Update the records from the line containing "Where can you see the truck" down through the line containing "(237, 1302)" by putting "cracked asphalt slab" in place of "broken asphalt slab" and leaving everything else unchanged. Return only those lines.

--------------------------------

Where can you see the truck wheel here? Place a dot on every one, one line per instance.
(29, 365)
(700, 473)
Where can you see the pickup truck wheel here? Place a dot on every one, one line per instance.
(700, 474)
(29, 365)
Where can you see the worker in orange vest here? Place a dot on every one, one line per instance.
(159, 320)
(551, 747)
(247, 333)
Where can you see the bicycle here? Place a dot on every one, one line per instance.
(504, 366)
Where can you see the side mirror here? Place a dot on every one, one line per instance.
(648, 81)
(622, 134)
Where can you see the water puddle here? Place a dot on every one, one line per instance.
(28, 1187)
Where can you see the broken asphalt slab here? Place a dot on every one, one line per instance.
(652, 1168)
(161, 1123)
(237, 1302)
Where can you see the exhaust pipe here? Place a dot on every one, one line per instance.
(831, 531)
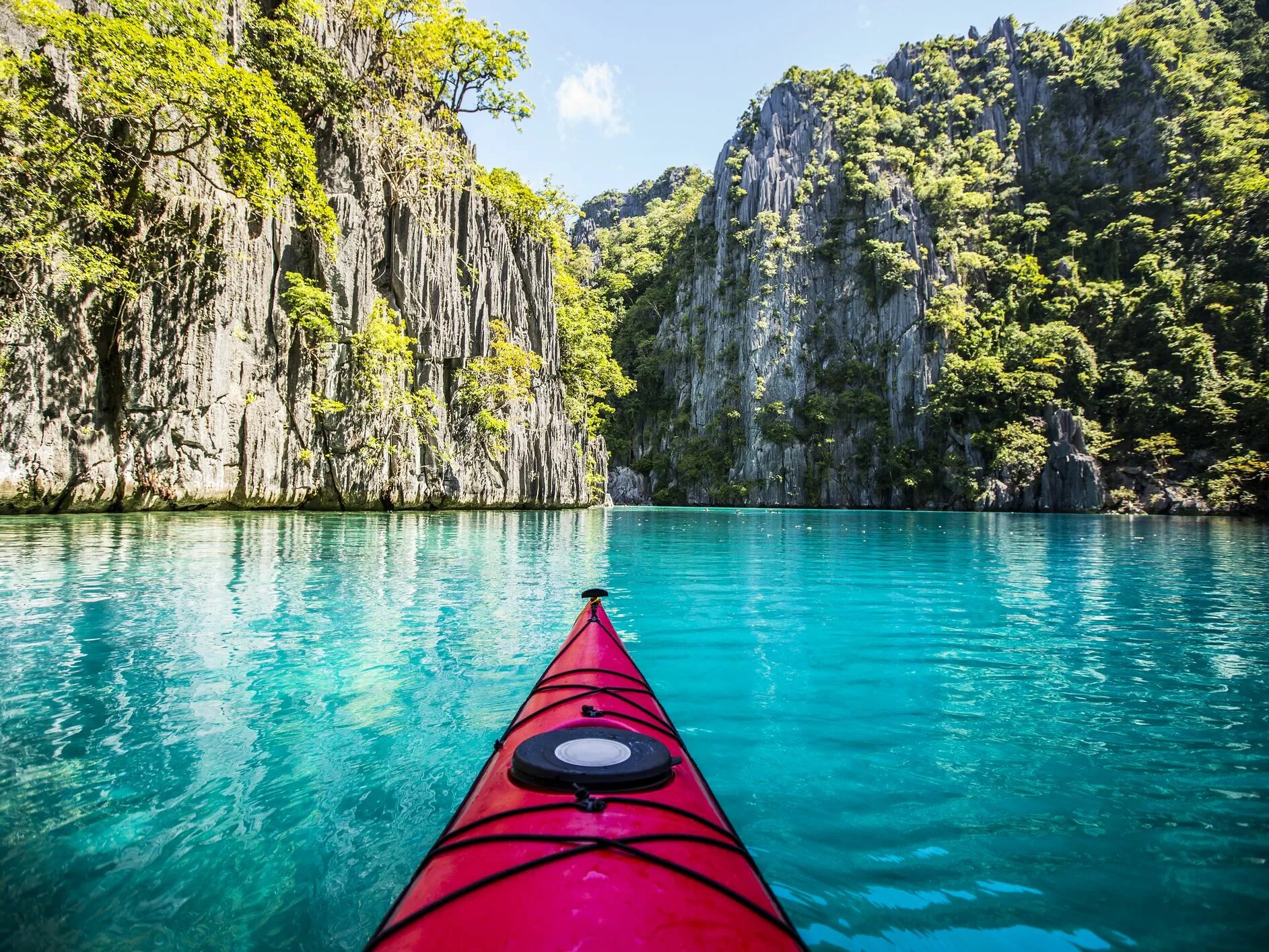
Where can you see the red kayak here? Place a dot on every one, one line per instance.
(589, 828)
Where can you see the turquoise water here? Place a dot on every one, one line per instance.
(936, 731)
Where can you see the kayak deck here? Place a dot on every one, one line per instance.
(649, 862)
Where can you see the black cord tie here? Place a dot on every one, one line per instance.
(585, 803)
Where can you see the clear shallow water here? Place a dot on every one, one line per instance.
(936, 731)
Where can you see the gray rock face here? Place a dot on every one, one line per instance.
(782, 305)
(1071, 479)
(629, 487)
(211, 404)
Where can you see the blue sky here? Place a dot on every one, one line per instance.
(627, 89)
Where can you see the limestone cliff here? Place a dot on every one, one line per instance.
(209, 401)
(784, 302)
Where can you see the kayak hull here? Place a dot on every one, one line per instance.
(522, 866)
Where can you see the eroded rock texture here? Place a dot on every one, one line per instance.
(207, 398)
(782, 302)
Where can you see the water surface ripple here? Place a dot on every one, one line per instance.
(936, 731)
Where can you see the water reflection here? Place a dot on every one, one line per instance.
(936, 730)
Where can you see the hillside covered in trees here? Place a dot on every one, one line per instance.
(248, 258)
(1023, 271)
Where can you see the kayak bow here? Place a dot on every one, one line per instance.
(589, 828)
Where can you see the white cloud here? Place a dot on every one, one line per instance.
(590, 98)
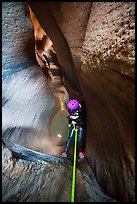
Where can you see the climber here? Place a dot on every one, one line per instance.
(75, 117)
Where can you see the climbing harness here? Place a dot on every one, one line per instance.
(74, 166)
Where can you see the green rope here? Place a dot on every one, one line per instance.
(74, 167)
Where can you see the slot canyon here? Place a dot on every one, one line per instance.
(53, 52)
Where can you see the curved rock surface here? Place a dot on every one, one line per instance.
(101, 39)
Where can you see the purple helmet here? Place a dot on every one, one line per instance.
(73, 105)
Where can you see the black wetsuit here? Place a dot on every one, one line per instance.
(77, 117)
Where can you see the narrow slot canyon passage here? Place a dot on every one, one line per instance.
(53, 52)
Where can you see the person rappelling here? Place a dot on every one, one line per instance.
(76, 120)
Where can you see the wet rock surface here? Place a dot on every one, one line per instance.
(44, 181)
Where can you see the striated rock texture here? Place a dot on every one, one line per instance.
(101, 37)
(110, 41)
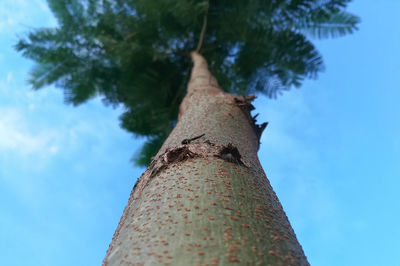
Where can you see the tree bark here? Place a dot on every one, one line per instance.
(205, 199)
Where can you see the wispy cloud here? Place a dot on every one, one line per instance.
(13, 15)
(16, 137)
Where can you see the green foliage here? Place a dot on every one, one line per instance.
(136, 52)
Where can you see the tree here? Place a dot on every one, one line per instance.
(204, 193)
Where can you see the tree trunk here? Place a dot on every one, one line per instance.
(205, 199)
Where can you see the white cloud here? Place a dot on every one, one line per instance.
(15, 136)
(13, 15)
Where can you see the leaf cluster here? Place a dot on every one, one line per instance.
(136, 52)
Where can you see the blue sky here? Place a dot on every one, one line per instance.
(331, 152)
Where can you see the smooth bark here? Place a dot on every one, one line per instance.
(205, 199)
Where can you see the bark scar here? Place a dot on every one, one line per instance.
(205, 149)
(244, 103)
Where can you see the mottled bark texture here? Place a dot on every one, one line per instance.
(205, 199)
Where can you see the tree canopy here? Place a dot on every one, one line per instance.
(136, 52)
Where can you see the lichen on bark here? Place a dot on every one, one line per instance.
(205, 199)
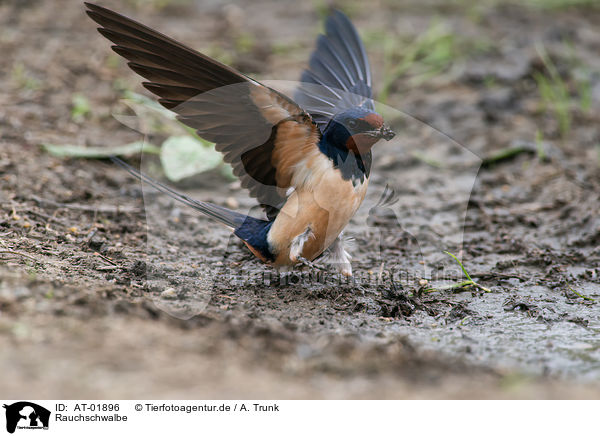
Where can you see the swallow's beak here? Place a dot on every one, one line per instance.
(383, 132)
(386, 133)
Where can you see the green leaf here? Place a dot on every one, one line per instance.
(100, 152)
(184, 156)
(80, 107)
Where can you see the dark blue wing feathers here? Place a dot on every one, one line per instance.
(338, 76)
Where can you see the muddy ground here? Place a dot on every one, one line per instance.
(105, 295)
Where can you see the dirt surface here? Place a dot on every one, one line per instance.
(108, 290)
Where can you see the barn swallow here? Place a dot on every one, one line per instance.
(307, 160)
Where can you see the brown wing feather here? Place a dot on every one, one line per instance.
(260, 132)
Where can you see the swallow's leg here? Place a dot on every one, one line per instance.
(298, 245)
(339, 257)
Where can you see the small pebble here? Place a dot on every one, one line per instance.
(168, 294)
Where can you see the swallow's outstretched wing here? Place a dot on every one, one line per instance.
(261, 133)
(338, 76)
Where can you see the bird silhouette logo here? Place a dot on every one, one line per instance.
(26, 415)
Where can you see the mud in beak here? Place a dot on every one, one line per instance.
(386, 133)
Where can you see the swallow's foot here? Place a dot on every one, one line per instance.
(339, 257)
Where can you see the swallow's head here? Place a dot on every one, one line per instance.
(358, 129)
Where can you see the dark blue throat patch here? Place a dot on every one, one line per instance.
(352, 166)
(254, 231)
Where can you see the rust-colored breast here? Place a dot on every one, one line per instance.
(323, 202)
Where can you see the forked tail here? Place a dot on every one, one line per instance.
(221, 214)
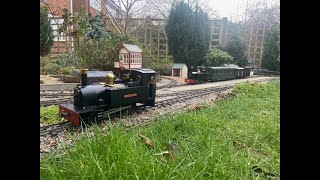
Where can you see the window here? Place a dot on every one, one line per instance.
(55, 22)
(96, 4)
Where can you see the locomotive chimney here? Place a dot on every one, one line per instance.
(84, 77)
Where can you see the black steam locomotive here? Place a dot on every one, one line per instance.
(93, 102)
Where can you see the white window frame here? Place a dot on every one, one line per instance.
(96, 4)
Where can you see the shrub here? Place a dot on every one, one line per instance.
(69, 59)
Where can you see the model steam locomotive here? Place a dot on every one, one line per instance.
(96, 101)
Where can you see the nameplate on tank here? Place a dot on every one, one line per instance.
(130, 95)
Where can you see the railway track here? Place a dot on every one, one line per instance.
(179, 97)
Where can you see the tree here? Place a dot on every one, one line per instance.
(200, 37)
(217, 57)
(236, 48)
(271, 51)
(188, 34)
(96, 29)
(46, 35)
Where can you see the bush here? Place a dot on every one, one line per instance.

--------------------------------

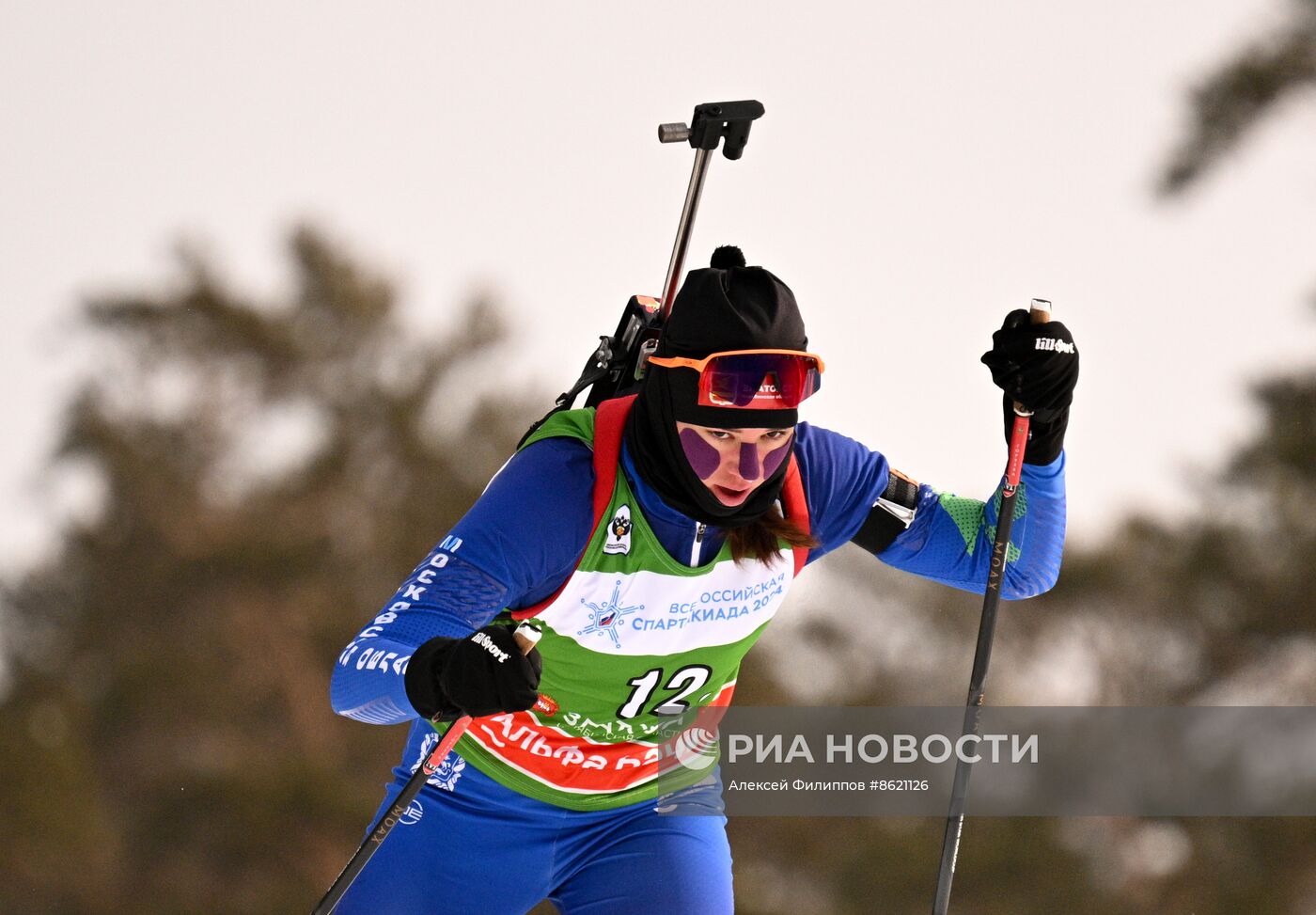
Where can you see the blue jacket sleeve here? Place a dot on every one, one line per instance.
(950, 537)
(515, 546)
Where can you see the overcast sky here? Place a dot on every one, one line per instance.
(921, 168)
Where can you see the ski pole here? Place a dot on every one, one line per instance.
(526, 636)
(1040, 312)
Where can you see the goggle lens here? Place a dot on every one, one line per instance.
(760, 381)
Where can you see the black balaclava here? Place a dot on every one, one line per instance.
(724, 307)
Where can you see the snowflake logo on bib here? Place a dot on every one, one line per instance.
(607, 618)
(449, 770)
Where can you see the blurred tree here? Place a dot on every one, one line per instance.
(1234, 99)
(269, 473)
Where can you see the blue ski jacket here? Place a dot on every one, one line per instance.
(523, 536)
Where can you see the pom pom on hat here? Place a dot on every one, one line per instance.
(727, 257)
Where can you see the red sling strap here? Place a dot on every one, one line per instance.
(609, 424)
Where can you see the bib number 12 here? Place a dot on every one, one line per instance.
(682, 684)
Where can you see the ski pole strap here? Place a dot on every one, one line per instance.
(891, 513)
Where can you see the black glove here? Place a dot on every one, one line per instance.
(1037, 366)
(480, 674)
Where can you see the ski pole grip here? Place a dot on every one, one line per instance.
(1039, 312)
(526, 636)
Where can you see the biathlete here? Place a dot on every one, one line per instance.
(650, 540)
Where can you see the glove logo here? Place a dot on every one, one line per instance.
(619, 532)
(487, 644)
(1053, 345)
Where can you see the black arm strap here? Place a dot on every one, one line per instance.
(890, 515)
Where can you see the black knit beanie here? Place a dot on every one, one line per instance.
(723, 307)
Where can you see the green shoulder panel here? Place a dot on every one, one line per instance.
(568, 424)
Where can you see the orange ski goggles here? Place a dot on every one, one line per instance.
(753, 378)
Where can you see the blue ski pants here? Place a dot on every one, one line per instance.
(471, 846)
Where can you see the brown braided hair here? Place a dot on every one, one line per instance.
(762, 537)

--------------------------------

ANSWER IN FULL:
Where can you see the truck wheel here? Place a dot on every one, one line per instance.
(29, 365)
(700, 473)
Where can you see the pickup truck wheel here? Place a dot on every one, one line per instance.
(700, 474)
(29, 365)
Where can you see the worker in orange vest here? Place a dot on every one, one line per instance.
(159, 320)
(551, 747)
(247, 333)
Where can you see the bicycle here? Place a dot on every one, one line per instance.
(504, 366)
Where can you see the side mirror here? Place a dot on every one, one line per instance.
(648, 81)
(622, 134)
Where can you see the water puddle here? Place a dot on every one, one line per instance.
(28, 1187)
Where can you see the cracked asphalt slab here? Place a dot on every one, one line per instance.
(652, 1168)
(161, 1123)
(237, 1302)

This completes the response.